▶ **Task**
The answer must match the listing exactly, with every line written out again.

▶ **Source material**
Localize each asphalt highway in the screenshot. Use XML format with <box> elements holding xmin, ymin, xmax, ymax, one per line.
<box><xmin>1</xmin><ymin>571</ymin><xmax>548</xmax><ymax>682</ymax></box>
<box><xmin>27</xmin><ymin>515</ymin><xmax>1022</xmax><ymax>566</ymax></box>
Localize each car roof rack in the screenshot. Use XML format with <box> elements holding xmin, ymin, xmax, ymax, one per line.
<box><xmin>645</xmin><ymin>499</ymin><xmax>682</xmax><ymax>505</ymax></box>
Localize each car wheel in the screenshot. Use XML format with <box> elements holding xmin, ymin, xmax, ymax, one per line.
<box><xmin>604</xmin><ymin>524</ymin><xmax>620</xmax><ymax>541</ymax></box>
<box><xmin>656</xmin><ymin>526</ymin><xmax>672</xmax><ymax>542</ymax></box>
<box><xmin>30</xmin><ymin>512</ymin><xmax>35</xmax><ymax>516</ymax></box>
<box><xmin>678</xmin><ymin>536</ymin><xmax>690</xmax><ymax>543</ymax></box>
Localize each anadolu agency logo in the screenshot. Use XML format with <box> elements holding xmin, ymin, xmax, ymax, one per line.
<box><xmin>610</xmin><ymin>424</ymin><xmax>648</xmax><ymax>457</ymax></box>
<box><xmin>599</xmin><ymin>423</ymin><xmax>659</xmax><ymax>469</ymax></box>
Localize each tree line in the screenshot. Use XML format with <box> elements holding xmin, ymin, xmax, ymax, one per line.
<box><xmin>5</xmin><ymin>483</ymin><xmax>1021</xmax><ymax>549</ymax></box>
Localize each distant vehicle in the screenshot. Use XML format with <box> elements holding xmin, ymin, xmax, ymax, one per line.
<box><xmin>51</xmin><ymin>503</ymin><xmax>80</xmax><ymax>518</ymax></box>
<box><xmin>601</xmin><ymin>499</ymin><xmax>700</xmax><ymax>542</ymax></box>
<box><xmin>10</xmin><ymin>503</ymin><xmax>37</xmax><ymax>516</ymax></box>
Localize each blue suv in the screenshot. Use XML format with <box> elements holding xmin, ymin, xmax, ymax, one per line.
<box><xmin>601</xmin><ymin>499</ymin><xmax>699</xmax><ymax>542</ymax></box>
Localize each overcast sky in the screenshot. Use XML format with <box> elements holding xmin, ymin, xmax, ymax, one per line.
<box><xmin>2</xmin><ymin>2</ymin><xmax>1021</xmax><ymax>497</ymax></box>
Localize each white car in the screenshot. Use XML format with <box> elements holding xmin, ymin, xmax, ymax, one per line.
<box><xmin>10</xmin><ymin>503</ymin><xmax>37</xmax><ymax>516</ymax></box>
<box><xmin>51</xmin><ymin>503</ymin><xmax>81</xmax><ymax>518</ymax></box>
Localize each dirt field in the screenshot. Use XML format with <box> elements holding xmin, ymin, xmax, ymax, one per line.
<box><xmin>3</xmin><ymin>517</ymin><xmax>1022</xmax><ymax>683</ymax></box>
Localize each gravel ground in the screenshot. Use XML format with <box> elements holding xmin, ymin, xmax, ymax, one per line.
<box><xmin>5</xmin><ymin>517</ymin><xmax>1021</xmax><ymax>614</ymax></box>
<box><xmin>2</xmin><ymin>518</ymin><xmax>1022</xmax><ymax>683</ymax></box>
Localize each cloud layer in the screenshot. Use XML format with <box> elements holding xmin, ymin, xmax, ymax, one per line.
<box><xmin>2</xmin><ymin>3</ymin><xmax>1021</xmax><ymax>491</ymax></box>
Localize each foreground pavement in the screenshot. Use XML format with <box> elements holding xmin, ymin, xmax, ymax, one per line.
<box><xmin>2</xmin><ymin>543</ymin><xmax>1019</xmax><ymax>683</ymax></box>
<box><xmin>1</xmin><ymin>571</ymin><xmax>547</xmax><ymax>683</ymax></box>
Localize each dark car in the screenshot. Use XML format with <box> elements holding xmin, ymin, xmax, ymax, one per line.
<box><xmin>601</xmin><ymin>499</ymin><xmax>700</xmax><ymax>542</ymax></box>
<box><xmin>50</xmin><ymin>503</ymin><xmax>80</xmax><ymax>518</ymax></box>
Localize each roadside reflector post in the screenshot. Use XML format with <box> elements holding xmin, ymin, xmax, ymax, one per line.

▶ **Written reply**
Localize each asphalt highway in the screenshot. Use XML format with <box> elements holding xmin, ymin, xmax, ymax, one per line.
<box><xmin>1</xmin><ymin>571</ymin><xmax>548</xmax><ymax>682</ymax></box>
<box><xmin>27</xmin><ymin>515</ymin><xmax>1022</xmax><ymax>566</ymax></box>
Localize each car roof rack in the screenshot. Use XML format with <box> elements holding xmin, ymin, xmax, ymax, one per line.
<box><xmin>645</xmin><ymin>499</ymin><xmax>682</xmax><ymax>505</ymax></box>
Localize each car wheel in the screenshot. Use XML format with <box> elements holding xmin, ymin, xmax, ymax, one per line.
<box><xmin>604</xmin><ymin>524</ymin><xmax>620</xmax><ymax>541</ymax></box>
<box><xmin>656</xmin><ymin>526</ymin><xmax>672</xmax><ymax>542</ymax></box>
<box><xmin>30</xmin><ymin>512</ymin><xmax>35</xmax><ymax>516</ymax></box>
<box><xmin>678</xmin><ymin>536</ymin><xmax>690</xmax><ymax>543</ymax></box>
Localize each anadolu agency logo in the screenshot. Use XML format with <box> elements holding xmin, ymin, xmax, ymax, one per line.
<box><xmin>610</xmin><ymin>424</ymin><xmax>648</xmax><ymax>457</ymax></box>
<box><xmin>599</xmin><ymin>423</ymin><xmax>659</xmax><ymax>469</ymax></box>
Localize each tree line in the screenshot. Use XML format with <box> elements holding xmin, ymin, xmax, ymax, one per line.
<box><xmin>5</xmin><ymin>483</ymin><xmax>1021</xmax><ymax>549</ymax></box>
Localize each distant vehicle in the screenshot. Use XML format with <box> elements holding xmin, ymin, xmax, ymax, one per line.
<box><xmin>51</xmin><ymin>503</ymin><xmax>80</xmax><ymax>518</ymax></box>
<box><xmin>601</xmin><ymin>499</ymin><xmax>700</xmax><ymax>542</ymax></box>
<box><xmin>10</xmin><ymin>503</ymin><xmax>37</xmax><ymax>516</ymax></box>
Localize each blue suv in the screenshot. Use XML format with <box> elements holding xmin, ymin, xmax, ymax, one per line.
<box><xmin>601</xmin><ymin>499</ymin><xmax>699</xmax><ymax>542</ymax></box>
Localize each overcast sky in the screenshot. Use XML format with <box> elements holding xmin, ymin, xmax, ymax, one per line.
<box><xmin>2</xmin><ymin>2</ymin><xmax>1021</xmax><ymax>497</ymax></box>
Localize each white car in the screenshot. Use XML format with <box> elements holding xmin, ymin, xmax, ymax, one per line.
<box><xmin>10</xmin><ymin>503</ymin><xmax>37</xmax><ymax>516</ymax></box>
<box><xmin>51</xmin><ymin>503</ymin><xmax>81</xmax><ymax>518</ymax></box>
Localize each dirt field in the screenshot. Use XML format with <box> elements holding xmin, ymin, xmax, ymax, one per line.
<box><xmin>3</xmin><ymin>517</ymin><xmax>1022</xmax><ymax>683</ymax></box>
Localize each gravel ground in the screenshot. Use XML format with <box> elements holding xmin, ymin, xmax, ymax, one per line.
<box><xmin>5</xmin><ymin>517</ymin><xmax>1021</xmax><ymax>614</ymax></box>
<box><xmin>2</xmin><ymin>518</ymin><xmax>1022</xmax><ymax>683</ymax></box>
Localize each cloud layer in the screenshot. Use XML format with <box> elements holding xmin, ymin, xmax, ymax, one per line.
<box><xmin>2</xmin><ymin>3</ymin><xmax>1021</xmax><ymax>491</ymax></box>
Localize each foreground pavement in the screenshot. Use XML format with <box> elements holding xmin, ymin, xmax, ymax, one per line.
<box><xmin>2</xmin><ymin>543</ymin><xmax>1019</xmax><ymax>683</ymax></box>
<box><xmin>1</xmin><ymin>571</ymin><xmax>547</xmax><ymax>683</ymax></box>
Localize each dark car in the screenshot. Use XML format with <box> elements holding xmin, ymin, xmax, ymax, one per line.
<box><xmin>601</xmin><ymin>499</ymin><xmax>700</xmax><ymax>542</ymax></box>
<box><xmin>50</xmin><ymin>503</ymin><xmax>80</xmax><ymax>518</ymax></box>
Localize each roadside reflector post in the screenshot. Use XML format with <box> elements holding xmin, ymin, xmax, ymax, one per line.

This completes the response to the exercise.